**Texte source:**
§

La France compte environ 200 clubs d'e-sport amateurs, semi-professionnels et professionnels. Si les plus grands clubs - comme PSG Esports, Team Vitality et Gamers Origin - sont gérés par des structures professionnelles, le marché hexagonal compte un nombre important d'associations qui organisent des compétitions de petite envergure, à l'échelle d'un département notamment. Seules quelques associations assurent l'organisation de tournois nationaux, comme l'association Futurolan à l'origine de la Gamers Assembly. Du reste, le marché se compose d'un tissu d'entreprises diverses (spécialistes, agences d'événementiel, gaming houses) positionnées elles aussi sur l'organisation d'événements. Quelques organisateurs d'envergure régionale, voire mondiale, sont d'ailleurs présents en France comme DreamHack et ESL, deux filiales du Suédois Modern Times Group. Si la grande majorité des opérateurs sont des spécialistes du sport électronique, certains organisateurs sont issus d'autres domaines d'activité. C'est le cas du Groupe Barrière, premier gestionnaire de casinos en France, qui organise une tournée nationale d'e-sport (produite par Webedia). L'écosystème français de l'e-sport accueille également un nombre croissant d'agences de communication spécialisées dans l'e-sport, lancées pour la majorité d'entre elles ces trois dernières années, dans le sillage de la structuration du marché autour des annonceurs. Si les paris e-sportifs payants sont pour l'heure interdits en France, les entreprises de paris en ligne ont intégré l'écosystème du marché dans l'espoir d'une éventuelle évolution réglementaire. En novembre 2017, la FDJ a ainsi lancé son site de paris e-sportifs gratuits. Depuis 2017, la FDJ et le PMU organisent également des événements e-sportifs et s'adressent notamment aux équipes amateurs et au grand public. Le PMU se positionne pour sa part sur la fourniture de données de l'e-sport (statistiques sur les joueurs et les clubs).
L'écosystème français du sport électronique peut-il à terme à jouer un rôle mondial ?
L'écosystème français du sport électronique entre dans une phase de structuration et s'inspire de plus en plus des codes des sports traditionnels. Je pense ne particulier à la mise en place de tournois de grande envergure ou encore à la remise de trophées et de prix. Cela dit, les modèles d'affaires des opérateurs de l'e-sport, soumis aux aléas du marché publicitaire, sont encore fragiles comme l'a montré la crise du Covid-19. Et les recettes ne suffisent pas pour couvrir l'inflation des frais des opérateurs (salaires des joueurs, droits de diffusion, investissements, etc.). Pour financer leur développement, les structures tricolores d'e-sport peuvent certes compter sur le soutien de nombreux investisseurs, notamment étrangers. Ces investissements reflètent l'attractivité de l'écosystème français et nourrissent en retour de grands espoirs des pouvoirs publics. La ville de Paris cherche ainsi à se hisser au rang de capitale mondiale de l'e-sport. C'est un objectif pour le moins ambitieux au regard du poids encore marginal du marché français (2,3% du marché mondial en 2019).

§

**Liste des données:**
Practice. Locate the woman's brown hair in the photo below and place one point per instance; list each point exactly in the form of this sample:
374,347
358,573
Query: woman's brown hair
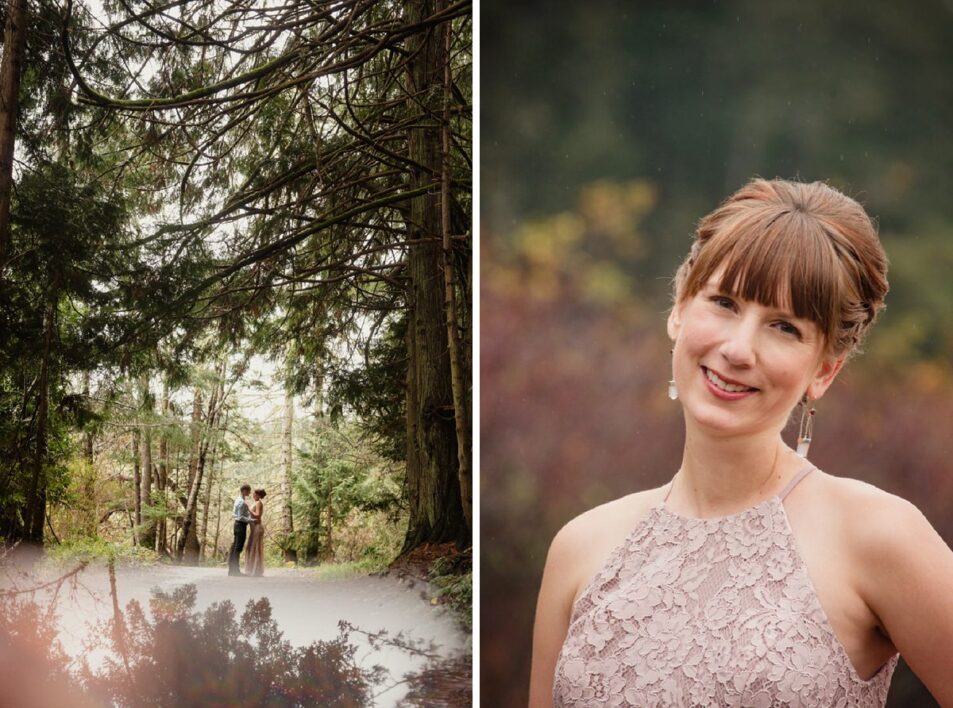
805,247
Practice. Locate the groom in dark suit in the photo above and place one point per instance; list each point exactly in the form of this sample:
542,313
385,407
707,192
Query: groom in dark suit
242,519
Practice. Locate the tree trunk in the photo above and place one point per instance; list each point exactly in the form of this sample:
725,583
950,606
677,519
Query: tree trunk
203,534
287,520
187,519
90,524
14,41
148,535
36,493
162,476
136,487
461,412
187,549
436,511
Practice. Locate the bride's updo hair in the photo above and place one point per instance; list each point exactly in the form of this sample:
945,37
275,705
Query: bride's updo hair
803,247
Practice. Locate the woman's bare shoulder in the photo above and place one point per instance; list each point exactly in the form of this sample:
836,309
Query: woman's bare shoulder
621,513
581,547
873,520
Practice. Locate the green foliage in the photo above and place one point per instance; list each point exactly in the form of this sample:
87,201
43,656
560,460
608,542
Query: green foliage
341,483
85,548
455,589
374,391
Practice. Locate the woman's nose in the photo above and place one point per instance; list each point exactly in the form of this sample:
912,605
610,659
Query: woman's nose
739,345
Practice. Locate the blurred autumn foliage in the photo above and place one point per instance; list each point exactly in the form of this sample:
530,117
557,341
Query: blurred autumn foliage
574,367
607,130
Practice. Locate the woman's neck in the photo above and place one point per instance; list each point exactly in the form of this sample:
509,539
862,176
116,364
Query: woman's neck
722,476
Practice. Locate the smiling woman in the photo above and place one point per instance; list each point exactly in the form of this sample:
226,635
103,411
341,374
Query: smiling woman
753,578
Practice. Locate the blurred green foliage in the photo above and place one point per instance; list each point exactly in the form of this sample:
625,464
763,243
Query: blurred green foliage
608,129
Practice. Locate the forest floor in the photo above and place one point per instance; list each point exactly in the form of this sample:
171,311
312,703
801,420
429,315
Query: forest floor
306,608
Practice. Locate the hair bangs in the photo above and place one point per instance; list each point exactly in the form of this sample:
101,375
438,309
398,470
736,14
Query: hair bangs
779,259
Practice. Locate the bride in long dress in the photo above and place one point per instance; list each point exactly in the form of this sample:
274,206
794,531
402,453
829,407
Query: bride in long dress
255,553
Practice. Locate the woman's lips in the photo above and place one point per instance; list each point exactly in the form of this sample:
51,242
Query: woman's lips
726,389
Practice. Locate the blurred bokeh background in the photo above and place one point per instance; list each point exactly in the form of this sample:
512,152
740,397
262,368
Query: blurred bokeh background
607,130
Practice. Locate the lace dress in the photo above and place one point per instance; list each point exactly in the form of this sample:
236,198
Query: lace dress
708,612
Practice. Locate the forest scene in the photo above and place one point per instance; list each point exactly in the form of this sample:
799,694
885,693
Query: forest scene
235,248
608,130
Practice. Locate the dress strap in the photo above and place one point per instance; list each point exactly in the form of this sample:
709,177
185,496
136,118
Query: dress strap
795,480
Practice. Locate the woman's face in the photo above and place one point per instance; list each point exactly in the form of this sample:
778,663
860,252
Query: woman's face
741,367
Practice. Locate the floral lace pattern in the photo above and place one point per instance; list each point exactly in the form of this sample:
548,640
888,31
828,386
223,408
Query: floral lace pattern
708,612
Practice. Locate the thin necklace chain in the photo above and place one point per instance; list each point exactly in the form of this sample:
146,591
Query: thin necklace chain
760,490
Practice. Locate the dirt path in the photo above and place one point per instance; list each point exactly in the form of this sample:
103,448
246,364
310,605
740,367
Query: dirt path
306,609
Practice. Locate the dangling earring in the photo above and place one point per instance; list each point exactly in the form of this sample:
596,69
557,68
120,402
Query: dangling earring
806,428
672,389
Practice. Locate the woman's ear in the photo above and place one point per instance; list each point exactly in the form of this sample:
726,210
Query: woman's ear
674,322
826,373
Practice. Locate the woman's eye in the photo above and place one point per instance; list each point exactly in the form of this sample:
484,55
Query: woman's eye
788,328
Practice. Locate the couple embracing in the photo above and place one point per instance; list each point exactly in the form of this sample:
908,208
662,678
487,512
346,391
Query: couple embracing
246,517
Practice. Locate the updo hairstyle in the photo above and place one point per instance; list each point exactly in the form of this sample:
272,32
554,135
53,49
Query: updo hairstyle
804,247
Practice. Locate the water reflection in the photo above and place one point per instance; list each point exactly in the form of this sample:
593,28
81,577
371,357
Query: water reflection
175,655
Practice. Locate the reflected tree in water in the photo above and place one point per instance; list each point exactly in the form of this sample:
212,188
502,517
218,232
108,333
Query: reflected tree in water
173,655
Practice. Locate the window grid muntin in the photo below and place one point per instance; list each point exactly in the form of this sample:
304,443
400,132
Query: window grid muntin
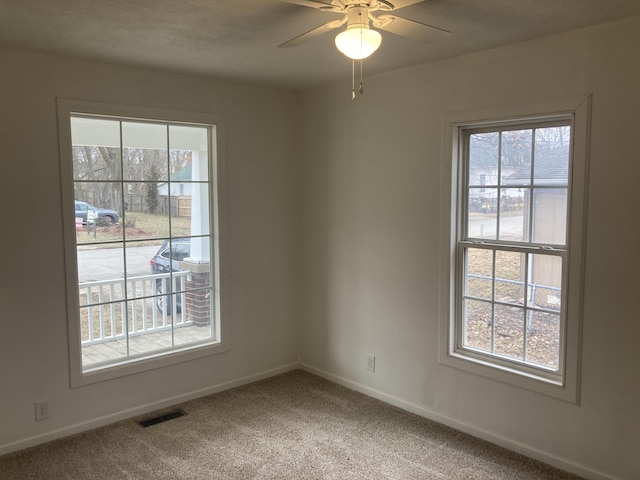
529,247
125,302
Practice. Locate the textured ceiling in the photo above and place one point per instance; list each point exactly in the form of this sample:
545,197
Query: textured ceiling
237,39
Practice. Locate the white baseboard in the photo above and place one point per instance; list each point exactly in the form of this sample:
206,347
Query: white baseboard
510,444
141,410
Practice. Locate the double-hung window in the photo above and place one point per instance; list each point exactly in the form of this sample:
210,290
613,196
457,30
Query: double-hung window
517,208
142,240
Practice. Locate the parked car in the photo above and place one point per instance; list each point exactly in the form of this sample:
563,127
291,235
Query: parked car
167,259
89,213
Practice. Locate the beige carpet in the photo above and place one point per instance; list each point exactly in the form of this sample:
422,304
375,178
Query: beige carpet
293,426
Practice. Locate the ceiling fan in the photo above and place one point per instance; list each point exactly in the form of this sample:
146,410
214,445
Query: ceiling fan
358,40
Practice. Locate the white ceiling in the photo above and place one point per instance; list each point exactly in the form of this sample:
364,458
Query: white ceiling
237,39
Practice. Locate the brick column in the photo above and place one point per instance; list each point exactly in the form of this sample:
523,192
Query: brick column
197,297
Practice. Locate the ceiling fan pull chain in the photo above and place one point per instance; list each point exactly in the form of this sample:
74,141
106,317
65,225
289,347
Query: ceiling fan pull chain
353,79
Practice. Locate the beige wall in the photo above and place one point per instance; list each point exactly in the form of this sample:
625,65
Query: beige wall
262,239
357,218
372,231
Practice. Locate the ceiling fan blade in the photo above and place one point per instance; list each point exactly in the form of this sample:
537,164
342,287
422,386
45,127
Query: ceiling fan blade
309,3
316,32
398,4
409,28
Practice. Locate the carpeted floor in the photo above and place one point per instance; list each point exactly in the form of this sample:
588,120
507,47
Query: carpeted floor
293,426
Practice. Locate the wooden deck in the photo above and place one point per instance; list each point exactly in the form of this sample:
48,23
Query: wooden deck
142,344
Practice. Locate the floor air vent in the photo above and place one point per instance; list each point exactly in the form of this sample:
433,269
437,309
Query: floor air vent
161,418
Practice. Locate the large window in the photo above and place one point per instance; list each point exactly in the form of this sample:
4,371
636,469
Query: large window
514,290
142,240
512,246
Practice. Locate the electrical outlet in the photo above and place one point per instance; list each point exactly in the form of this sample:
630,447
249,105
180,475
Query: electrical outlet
371,363
42,410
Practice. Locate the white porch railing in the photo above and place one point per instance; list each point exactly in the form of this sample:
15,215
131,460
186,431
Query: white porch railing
105,310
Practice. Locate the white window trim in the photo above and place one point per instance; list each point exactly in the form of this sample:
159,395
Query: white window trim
67,107
568,388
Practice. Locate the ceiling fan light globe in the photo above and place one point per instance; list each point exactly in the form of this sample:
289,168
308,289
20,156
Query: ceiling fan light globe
358,43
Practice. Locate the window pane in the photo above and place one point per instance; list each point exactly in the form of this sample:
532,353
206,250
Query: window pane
189,153
187,220
482,215
98,323
550,215
483,158
551,162
516,157
103,263
509,336
145,280
479,273
546,281
147,213
145,164
513,224
509,282
543,339
477,325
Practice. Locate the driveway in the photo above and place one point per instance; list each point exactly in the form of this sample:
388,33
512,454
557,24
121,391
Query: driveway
107,263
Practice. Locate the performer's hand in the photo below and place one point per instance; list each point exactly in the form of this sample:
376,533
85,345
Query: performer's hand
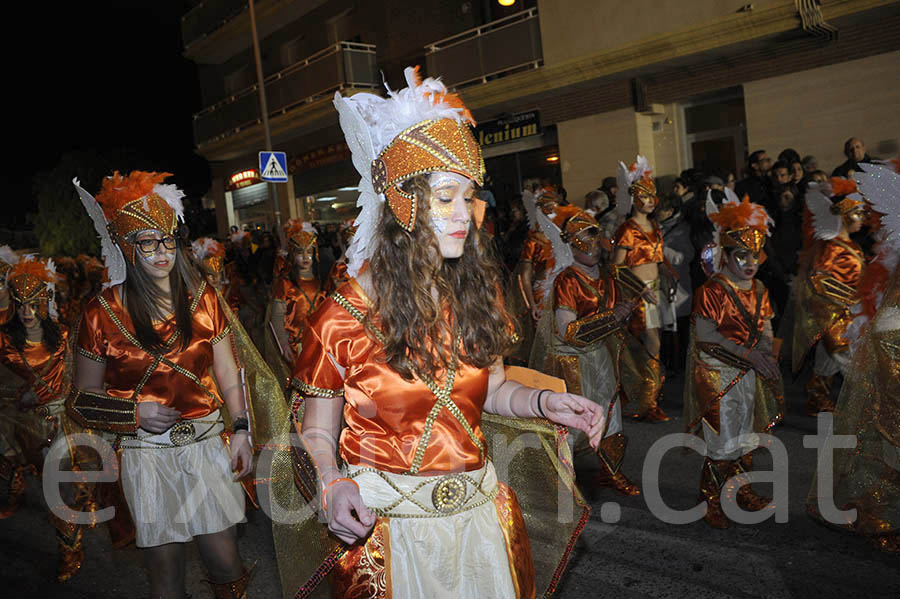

§

**Consigne:**
Répondez aux questions suivantes à partir du texte sur l'e-sport en France.
(a) Combien de clubs d'e-sport la France compte-t-elle environ ?
(b) À quelle date la FDJ a-t-elle lancé son site de paris e-sportifs gratuits ?
(c) Quelle part du marché mondial le marché français représentait-il en 2019 ?
Les enregistrements proviennent d'une autre source.

**Réponse rédigée:**
(a) La France compte environ 200 clubs d'e-sport amateurs, semi-professionnels et professionnels.
(b) La FDJ a lancé son site de paris e-sportifs gratuits en novembre 2017.
(c) En 2019, le marché français représentait 2,3 % du marché mondial.